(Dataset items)
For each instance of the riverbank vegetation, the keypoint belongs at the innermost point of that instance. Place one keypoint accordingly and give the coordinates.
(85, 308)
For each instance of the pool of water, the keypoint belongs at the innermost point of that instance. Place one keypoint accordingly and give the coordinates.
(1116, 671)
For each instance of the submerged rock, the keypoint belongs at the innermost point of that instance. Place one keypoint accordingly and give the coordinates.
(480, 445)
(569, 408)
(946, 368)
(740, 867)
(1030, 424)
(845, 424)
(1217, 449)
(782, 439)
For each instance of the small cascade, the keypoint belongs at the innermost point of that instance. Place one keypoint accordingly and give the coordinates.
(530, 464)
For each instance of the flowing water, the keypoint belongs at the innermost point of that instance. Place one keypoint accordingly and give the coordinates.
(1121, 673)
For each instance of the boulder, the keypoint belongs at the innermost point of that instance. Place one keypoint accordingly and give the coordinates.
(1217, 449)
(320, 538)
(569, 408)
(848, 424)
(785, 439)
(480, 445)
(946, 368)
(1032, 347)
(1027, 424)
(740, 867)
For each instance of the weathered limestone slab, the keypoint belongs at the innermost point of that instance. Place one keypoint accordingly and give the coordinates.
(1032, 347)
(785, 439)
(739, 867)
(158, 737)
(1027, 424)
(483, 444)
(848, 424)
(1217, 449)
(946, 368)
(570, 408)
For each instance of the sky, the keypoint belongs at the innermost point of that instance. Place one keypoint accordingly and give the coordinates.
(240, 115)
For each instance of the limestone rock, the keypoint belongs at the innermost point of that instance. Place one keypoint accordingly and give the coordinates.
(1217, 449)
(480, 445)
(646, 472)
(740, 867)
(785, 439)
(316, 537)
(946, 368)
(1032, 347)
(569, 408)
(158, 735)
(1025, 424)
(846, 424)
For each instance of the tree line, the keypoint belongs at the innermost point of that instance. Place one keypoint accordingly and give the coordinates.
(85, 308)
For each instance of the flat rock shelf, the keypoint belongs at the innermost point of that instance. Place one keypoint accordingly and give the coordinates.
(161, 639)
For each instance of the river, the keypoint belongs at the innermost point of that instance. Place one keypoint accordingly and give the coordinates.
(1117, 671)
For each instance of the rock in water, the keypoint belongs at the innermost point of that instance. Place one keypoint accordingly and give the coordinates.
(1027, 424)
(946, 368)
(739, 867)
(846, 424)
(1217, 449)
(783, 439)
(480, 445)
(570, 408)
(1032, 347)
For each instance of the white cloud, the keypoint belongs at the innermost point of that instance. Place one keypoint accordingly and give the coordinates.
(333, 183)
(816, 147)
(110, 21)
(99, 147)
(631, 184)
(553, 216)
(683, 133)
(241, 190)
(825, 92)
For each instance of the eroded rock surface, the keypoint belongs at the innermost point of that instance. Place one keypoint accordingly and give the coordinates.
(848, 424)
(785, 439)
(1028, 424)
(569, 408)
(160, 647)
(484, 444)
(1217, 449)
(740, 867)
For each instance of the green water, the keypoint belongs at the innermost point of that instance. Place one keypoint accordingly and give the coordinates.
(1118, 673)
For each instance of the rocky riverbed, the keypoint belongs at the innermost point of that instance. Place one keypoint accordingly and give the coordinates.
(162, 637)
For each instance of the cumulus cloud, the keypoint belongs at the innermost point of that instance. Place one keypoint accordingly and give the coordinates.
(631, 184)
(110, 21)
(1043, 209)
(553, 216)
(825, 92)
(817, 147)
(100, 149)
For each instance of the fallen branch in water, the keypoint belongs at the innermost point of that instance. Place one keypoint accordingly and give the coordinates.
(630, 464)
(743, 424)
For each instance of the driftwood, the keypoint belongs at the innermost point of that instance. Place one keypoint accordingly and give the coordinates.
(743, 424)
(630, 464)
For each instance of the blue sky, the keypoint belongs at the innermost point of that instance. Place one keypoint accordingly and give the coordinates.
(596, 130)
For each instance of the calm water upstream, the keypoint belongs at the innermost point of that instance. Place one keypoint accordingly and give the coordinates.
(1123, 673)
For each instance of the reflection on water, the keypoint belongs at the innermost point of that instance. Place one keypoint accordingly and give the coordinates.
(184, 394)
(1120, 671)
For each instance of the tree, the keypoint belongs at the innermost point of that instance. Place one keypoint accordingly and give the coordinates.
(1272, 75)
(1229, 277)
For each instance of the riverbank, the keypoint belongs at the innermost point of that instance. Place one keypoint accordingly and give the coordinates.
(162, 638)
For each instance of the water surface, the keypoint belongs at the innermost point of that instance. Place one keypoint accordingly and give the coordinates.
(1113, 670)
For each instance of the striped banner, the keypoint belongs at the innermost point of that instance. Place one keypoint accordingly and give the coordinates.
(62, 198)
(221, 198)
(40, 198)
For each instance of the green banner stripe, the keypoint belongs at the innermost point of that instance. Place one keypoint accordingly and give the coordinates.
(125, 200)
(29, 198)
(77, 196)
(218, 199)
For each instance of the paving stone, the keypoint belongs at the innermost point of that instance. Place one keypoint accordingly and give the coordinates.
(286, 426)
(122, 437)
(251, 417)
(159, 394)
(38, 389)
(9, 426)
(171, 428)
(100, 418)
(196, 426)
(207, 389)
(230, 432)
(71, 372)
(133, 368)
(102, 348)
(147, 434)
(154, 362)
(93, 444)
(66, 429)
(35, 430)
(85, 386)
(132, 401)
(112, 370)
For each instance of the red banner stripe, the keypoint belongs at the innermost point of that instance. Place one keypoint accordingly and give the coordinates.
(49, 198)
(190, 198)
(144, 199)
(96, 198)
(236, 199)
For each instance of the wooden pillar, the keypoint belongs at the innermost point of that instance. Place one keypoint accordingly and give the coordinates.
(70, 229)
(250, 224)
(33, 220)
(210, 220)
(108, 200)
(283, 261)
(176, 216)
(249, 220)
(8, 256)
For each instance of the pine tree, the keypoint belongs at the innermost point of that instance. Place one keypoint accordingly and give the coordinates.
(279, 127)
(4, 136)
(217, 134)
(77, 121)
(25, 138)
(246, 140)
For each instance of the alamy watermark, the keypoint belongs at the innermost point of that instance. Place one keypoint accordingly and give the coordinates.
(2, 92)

* [Problem statement]: Repeat every record exactly as written, please.

* [Answer box]:
For each instance of the riverbank vegetation, the keypoint belongs at the innermost point of that instance. Place one keypoint accordingly and give the coordinates.
(85, 308)
For each instance of the pool of water, the keypoint belongs at the innermost point of that instance. Place one keypoint accordingly and give the coordinates.
(1116, 671)
For each instance of the submerged rock, the keypoint belongs at the innermost point of that instance. Place one keypoint accordingly and give the coordinates.
(480, 445)
(569, 408)
(946, 368)
(740, 867)
(1030, 424)
(845, 424)
(1217, 449)
(782, 439)
For each instance of the small cascade, the keypoint belongs at the innermost point of that instance. Place one keypoint accordingly and give the coordinates.
(530, 464)
For each instance of the flowing water, the keypoint belongs at the innermost point of that instance. Place one keypoint accordingly and give the coordinates.
(1121, 673)
For each instance of the boulder, the keypoint belongs at the innermost point of that instance. Place one keypoint accordingly and give the coordinates.
(1217, 449)
(320, 538)
(569, 408)
(848, 424)
(785, 439)
(480, 445)
(946, 368)
(1032, 347)
(1027, 424)
(740, 867)
For each instance of the weathered limestone slab, the keypoint belongs at the innermost point of that instance. Place one keypoint accordingly and give the coordinates.
(1032, 347)
(785, 439)
(739, 867)
(158, 737)
(1027, 424)
(483, 444)
(848, 424)
(1217, 449)
(946, 368)
(570, 408)
For each instance of the sky, the keypoint belongs at the innermost point of that instance. Place one keypoint accordingly and give the coordinates.
(240, 115)
For each instance of the limestone rock, the keypoint belongs at the innermost point of that instance. Place one keypoint accordingly and give the coordinates.
(1217, 449)
(480, 445)
(646, 472)
(740, 867)
(785, 439)
(316, 537)
(946, 368)
(1032, 347)
(569, 408)
(158, 735)
(1025, 424)
(846, 424)
For each instance of the tree line, the keypoint belongs at the innermost point of that instance. Place one keypoint accordingly and give the coordinates.
(85, 308)
For each instance of the flat rock shelf, the keypoint belongs at the innermost point of that instance. Place one keypoint accordingly and give the coordinates.
(161, 639)
For each instance of the river, the keypoint belongs at the innermost point of that instance. Place one keypoint accordingly and give the coordinates.
(1117, 671)
For each instance of the rock in water, the keypoint belongs at the innermost point of that instance. Place one keypoint accordingly and give the coordinates.
(1027, 424)
(946, 368)
(739, 867)
(846, 424)
(1217, 449)
(783, 439)
(480, 445)
(570, 408)
(1032, 347)
For each instance of the white cloud, the keypoint belongs at the innermost point of that instance. Place one keypoint accordingly and give the coordinates.
(333, 183)
(816, 147)
(110, 21)
(99, 147)
(631, 184)
(553, 216)
(683, 133)
(241, 190)
(825, 92)
For each instance of the eroded rock surface, the keypoint belongs at the innermost point of that instance. Place one keypoint accordingly and give the coordinates.
(848, 424)
(785, 439)
(1028, 424)
(569, 408)
(160, 647)
(484, 444)
(1217, 449)
(740, 867)
For each instance of the green water, the keypoint belongs at the innermost point of that instance. Place one keypoint accordingly and give the coordinates.
(1118, 673)
For each instance of the rocky riverbed, the keypoint belongs at the innermost point of that instance. Place one keypoint accordingly and give the coordinates.
(162, 637)
For each instance of the cumulus cloud, the keypoint belongs at the innermost point of that instance. Place one keypoint accordingly and give the coordinates.
(631, 184)
(110, 21)
(1043, 209)
(553, 216)
(825, 92)
(817, 147)
(100, 149)
For each instance of the fallen branch in water, the keypoint belongs at the innermost point of that instance. Place one keypoint accordingly and give the coordinates.
(630, 464)
(743, 424)
For each instance of the driftwood, the keypoint belongs at the innermost point of that instance. Place one keypoint accordingly and give the coordinates.
(743, 424)
(630, 464)
For each instance of the blue sky, the keypoint belongs at the innermost point of that instance. Place one keypoint accordingly and give the coordinates.
(596, 130)
For each instance of the calm water upstream, the keypoint belongs at the innermost point of that instance. Place one keypoint accordingly and give the coordinates.
(1123, 673)
For each instance of the reflection on water, the keypoint belongs at the innermost point of that instance. Place one keypoint accordingly and give the coordinates.
(184, 394)
(1120, 671)
For each instance of the tree, the keypoint belongs at the innermost point of that instance. Place one keypoint accordingly and give the coordinates.
(1272, 75)
(1229, 277)
For each instance of the riverbank, the keypoint belongs at the innermost point of that instance. Place one keypoint accordingly and give the coordinates.
(162, 638)
For each instance of the water surface, the keypoint belongs at the innermost point of that instance. Place one keypoint accordingly and give the coordinates.
(1113, 670)
For each instance of the striped banner, the keypoint belongs at the innermost point of that instance. Place one keypoint accordingly and give the coordinates.
(62, 198)
(221, 198)
(40, 198)
For each instance of the green banner stripe, the keypoint belongs at the innermost point of that instance. Place one keypoint accordingly and give the coordinates.
(125, 200)
(29, 198)
(77, 196)
(218, 199)
For each instance of the paving stone, the keypoint belongs at the innermost point of that instance. Place one keypoint accordingly and give the coordinates.
(286, 426)
(122, 437)
(251, 417)
(159, 394)
(38, 389)
(9, 426)
(171, 428)
(100, 418)
(196, 426)
(207, 389)
(230, 432)
(71, 372)
(133, 368)
(102, 348)
(147, 434)
(154, 362)
(93, 444)
(66, 429)
(35, 430)
(85, 386)
(132, 401)
(112, 370)
For each instance of the red banner stripe, the keypoint belongs at the innermost point of that instance. Place one keypoint accordingly and give the coordinates.
(49, 198)
(190, 198)
(144, 199)
(96, 198)
(236, 199)
For each instance of the wooden pillar, the keypoint belongs at the innermost point of that instance. Place one keypoint accordingly and give the coordinates.
(70, 229)
(250, 224)
(33, 220)
(210, 220)
(108, 200)
(283, 261)
(176, 216)
(249, 220)
(8, 256)
For each instance of the pine tree, the keypoint belongs at the innermost point of that instance. Place one keypoint accordingly and give the coordinates.
(279, 127)
(4, 136)
(217, 134)
(77, 121)
(25, 138)
(246, 140)
For each instance of the alamy watermark, the keypoint belongs at the innermost point of that instance. Place one keypoint accordingly and give the coordinates.
(2, 92)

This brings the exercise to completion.